#### EXERCISE AIM:
Write out, word for word, only the lines from the one containing "Where can you see the leafy" through the final line of the data.

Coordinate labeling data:
++++++++++++++++++++

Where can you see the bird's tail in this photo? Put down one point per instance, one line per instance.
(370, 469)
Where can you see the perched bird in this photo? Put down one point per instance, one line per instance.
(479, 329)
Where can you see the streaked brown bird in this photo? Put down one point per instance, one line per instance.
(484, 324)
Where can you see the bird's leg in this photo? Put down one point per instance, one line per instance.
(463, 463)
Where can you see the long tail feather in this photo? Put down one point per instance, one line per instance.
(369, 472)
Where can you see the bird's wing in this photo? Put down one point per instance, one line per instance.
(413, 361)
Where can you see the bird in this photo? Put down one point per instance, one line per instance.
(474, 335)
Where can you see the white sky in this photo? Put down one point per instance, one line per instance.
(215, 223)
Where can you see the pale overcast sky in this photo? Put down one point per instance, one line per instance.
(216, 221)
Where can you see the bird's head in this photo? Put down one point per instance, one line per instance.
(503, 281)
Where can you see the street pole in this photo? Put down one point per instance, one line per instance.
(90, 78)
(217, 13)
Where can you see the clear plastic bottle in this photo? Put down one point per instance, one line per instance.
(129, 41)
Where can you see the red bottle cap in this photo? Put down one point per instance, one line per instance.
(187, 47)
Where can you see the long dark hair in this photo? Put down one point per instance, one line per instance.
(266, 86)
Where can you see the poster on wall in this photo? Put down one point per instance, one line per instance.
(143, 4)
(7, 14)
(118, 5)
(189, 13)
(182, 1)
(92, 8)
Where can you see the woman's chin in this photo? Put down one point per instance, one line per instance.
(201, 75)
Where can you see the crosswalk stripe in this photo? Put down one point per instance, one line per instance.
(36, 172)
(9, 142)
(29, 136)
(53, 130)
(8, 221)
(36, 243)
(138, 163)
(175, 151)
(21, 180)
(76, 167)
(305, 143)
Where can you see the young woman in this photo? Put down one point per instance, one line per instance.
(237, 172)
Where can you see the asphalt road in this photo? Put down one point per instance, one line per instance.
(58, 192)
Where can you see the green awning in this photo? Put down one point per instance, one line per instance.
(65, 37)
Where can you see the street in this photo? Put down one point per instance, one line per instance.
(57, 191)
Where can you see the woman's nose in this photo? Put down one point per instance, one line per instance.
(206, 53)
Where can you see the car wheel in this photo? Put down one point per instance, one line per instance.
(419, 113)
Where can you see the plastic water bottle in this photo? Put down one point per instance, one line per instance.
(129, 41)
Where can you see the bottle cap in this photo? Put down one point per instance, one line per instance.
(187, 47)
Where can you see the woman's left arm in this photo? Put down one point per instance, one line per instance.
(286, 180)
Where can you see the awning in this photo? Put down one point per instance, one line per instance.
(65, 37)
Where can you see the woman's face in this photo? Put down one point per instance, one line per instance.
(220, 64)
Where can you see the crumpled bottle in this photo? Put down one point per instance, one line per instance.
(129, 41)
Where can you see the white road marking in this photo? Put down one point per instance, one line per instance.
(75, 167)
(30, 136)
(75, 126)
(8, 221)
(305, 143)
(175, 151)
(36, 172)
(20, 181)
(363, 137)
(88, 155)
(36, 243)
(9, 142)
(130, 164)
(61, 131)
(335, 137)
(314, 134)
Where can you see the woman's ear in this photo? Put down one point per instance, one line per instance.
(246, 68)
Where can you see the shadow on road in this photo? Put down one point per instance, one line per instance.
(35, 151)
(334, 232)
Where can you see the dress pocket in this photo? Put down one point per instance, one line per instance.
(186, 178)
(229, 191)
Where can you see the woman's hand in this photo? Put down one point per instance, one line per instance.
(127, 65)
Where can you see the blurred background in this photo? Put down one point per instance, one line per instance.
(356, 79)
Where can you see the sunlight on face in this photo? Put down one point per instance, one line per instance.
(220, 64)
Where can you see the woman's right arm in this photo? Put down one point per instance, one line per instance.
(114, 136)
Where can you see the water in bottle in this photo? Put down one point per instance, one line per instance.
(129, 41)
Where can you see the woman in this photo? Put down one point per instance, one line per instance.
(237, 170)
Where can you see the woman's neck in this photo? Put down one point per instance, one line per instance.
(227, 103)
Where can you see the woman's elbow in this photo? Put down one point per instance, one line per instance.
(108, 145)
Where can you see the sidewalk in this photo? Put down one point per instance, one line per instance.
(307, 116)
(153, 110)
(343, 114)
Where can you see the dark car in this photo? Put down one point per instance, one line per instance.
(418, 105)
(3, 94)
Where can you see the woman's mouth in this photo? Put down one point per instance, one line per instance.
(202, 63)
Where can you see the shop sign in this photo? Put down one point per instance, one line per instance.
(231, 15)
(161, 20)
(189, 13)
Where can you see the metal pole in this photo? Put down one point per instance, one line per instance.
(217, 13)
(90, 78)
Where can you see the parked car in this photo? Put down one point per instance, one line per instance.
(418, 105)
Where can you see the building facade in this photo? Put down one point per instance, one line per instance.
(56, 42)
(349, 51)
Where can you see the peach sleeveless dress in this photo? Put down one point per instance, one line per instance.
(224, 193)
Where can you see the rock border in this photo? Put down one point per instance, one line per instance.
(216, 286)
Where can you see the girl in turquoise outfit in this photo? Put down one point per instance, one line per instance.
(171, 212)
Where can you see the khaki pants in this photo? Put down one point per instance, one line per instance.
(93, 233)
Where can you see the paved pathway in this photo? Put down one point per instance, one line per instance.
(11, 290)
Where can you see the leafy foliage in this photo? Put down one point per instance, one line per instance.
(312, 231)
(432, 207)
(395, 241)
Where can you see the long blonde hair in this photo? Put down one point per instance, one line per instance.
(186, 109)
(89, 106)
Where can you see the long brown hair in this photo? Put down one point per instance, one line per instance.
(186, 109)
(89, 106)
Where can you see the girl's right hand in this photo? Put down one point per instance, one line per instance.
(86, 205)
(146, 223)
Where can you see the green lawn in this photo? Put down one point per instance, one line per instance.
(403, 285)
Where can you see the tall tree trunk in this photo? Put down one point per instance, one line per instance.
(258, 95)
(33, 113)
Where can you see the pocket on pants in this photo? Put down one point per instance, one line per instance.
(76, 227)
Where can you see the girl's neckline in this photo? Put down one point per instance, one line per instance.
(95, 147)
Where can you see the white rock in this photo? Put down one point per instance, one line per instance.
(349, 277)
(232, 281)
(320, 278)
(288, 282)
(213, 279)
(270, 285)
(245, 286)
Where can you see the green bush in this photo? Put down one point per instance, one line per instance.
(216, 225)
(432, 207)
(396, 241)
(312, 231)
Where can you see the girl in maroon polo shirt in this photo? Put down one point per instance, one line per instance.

++++++++++++++++++++

#### ANSWER TO THE TASK:
Where can you see the leafy foliage in this photo? Put down one point per instance, one line per instance.
(312, 231)
(432, 207)
(395, 241)
Where can you see the long blonde hair in this photo? Put down one point per instance, one line per instance.
(186, 109)
(89, 106)
Where can you see the long brown hair in this photo? Put down one point per instance, one line per instance.
(186, 109)
(89, 106)
Where can you see the girl's right hand in this photo? Put down one point per instance, one line per instance.
(86, 205)
(146, 223)
Where can you see the green lawn in this photo? Put down one point per instance, one line per instance.
(403, 285)
Where can you see the tall tree trunk in this photo? Put down one point per instance, one line per instance.
(258, 95)
(33, 113)
Where can you see the pocket on pants in this photo? Put down one point per instance, one line per instance.
(76, 227)
Where can you see the girl's neckline in this photo? Put down one point per instance, one line per instance.
(95, 147)
Where can you see the white rock in this photo? Put down one point per instance, one line per instance.
(349, 277)
(232, 281)
(320, 278)
(288, 282)
(213, 279)
(270, 285)
(245, 286)
Where can you see the green bush in this photo? Put down one point per instance, one line per instance.
(216, 225)
(432, 207)
(396, 241)
(312, 231)
Where can you see the girl in maroon polo shirt in this photo? Put down one point per instance, one line per instance.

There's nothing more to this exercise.